Records:
-- Start --
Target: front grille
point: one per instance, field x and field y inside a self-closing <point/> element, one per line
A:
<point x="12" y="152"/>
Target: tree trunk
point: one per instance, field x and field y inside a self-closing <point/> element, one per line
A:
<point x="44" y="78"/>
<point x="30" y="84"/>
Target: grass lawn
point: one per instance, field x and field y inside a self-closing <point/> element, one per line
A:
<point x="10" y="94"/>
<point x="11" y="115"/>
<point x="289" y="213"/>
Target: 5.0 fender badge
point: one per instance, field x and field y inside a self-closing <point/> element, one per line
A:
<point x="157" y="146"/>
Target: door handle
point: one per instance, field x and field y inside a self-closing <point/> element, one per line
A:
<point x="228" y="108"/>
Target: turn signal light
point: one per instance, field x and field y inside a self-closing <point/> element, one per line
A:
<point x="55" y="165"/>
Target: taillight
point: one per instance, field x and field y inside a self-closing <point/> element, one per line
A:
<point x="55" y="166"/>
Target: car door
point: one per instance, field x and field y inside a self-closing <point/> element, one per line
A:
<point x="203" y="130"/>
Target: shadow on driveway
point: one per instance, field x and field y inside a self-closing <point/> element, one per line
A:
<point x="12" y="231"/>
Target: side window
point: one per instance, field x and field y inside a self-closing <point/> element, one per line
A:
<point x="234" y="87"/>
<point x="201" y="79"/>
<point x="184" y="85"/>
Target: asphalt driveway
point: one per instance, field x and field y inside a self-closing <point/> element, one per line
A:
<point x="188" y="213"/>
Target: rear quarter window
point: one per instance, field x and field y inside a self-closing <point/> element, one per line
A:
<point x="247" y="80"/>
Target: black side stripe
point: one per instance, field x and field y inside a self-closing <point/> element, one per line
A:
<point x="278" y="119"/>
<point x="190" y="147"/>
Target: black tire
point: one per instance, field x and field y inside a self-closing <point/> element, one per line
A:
-- End --
-- Start --
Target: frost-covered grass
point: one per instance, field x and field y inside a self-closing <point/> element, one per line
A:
-- End --
Problem to work on:
State how many lines in the material above contain the string "black", matching case exactly. Give only the number.

Reply:
2